PROBLEM DETAILS
Copy all lines containing the string "gets" from the records below.

Collection entries:
○ ○ ○
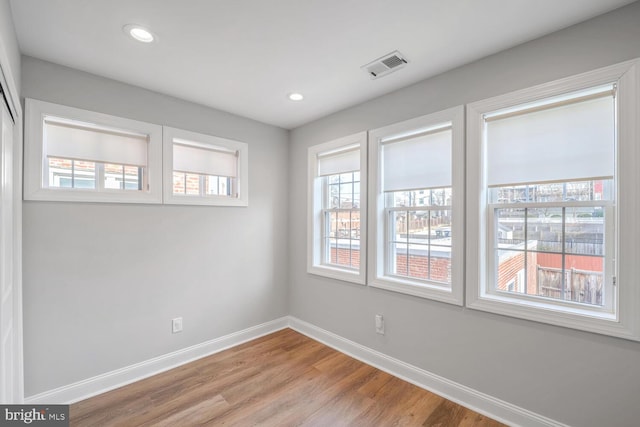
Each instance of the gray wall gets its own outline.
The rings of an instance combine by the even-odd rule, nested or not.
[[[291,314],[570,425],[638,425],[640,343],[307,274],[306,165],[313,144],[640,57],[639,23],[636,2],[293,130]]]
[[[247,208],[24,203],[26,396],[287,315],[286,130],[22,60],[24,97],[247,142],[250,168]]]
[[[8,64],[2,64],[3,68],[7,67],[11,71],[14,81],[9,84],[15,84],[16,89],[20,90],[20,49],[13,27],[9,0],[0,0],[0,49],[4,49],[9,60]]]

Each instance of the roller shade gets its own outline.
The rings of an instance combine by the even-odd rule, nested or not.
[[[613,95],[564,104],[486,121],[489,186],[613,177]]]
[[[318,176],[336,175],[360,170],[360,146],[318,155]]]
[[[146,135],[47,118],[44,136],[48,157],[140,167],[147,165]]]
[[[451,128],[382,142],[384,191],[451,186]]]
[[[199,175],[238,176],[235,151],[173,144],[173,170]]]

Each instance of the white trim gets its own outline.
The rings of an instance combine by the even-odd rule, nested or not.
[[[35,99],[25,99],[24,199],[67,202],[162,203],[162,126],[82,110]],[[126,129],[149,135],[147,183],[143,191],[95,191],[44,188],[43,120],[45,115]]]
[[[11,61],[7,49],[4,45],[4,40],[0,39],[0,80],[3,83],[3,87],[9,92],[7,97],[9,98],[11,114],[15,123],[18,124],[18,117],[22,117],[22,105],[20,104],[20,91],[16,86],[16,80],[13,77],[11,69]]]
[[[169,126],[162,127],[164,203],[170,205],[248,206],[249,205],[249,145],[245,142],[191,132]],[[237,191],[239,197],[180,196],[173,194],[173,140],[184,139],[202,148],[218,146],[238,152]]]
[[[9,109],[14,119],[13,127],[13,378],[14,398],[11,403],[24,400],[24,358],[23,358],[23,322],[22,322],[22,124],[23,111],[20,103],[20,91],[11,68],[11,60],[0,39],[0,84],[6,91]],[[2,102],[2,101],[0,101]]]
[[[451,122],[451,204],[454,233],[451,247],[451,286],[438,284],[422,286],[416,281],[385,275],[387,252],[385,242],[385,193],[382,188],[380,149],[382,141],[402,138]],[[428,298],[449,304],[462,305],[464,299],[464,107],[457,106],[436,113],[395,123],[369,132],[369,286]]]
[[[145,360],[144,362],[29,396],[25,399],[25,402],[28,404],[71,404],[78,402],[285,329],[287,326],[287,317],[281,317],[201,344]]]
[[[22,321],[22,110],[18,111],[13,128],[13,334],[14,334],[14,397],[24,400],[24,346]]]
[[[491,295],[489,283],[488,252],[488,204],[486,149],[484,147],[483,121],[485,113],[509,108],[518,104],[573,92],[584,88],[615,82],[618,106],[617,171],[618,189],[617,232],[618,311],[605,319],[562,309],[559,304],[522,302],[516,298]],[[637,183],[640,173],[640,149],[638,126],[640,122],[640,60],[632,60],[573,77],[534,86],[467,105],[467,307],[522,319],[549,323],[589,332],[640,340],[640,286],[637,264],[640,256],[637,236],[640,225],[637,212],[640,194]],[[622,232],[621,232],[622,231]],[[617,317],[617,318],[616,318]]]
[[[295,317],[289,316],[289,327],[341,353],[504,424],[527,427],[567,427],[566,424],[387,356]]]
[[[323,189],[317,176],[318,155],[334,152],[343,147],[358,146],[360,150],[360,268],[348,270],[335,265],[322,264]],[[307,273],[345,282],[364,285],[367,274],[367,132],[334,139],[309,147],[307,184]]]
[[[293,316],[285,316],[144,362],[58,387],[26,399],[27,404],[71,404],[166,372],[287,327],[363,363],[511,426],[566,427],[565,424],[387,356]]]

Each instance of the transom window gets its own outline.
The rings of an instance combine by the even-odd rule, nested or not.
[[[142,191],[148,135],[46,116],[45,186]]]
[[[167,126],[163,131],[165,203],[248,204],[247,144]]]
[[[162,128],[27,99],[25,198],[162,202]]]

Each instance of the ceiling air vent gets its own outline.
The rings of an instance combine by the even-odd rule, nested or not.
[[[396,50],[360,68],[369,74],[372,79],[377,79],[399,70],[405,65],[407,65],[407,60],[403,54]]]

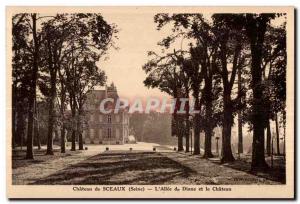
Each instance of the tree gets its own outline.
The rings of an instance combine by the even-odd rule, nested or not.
○ ○ ○
YOUR SOLUTION
Each instance of the gray wall gets its own outline.
Each instance of the roller shade gets its own outline.
Each instance of the white trim gets its own outline.
Each instance of the transom window gets its own outline.
Each instance of the ceiling air vent gets its own outline.
Each instance of the tree gets its own outline.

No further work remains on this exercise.